* PROVIDED RECORDS *
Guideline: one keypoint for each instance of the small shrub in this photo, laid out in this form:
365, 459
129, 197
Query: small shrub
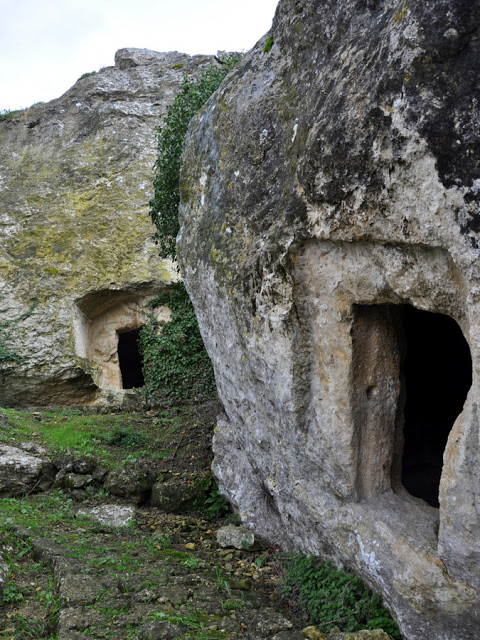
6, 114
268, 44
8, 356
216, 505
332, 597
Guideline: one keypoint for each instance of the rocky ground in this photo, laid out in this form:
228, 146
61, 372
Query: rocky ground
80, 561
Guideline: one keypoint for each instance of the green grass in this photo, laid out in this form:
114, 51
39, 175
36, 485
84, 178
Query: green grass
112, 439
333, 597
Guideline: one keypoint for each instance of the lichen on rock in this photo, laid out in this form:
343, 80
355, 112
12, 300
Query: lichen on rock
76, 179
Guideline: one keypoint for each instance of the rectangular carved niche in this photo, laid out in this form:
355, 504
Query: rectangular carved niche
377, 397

---

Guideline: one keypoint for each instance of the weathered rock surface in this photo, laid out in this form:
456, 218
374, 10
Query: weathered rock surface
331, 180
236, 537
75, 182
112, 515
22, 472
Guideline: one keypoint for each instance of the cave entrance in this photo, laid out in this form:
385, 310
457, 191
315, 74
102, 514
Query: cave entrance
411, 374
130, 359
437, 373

* TASK STATEMENT *
Show every line of the records above that contains the word "instance", copying each such line in full.

* TASK SOLUTION *
Guideline: one keypoint for each instance of the small shrub in this photo, laid out in this form:
Guideline: one keypoint for each instance of the rocky ground in this photo, laid out in this form:
Guideline: one keypoint for each instance of the green grass in this photo, laid out in this form:
Guideline: one keypoint for each instance of the lichen on rock in this photo, laid out in this form:
Guideline: one keypoint for each instance of the rectangular carved niche in this photo, laid out in this form:
Guideline: one keypoint for each instance of the weathered rock surface in this photo, laid out in this form:
Guideline: one keypoint for each instance of the cave entrance in this photo, laid out in this form:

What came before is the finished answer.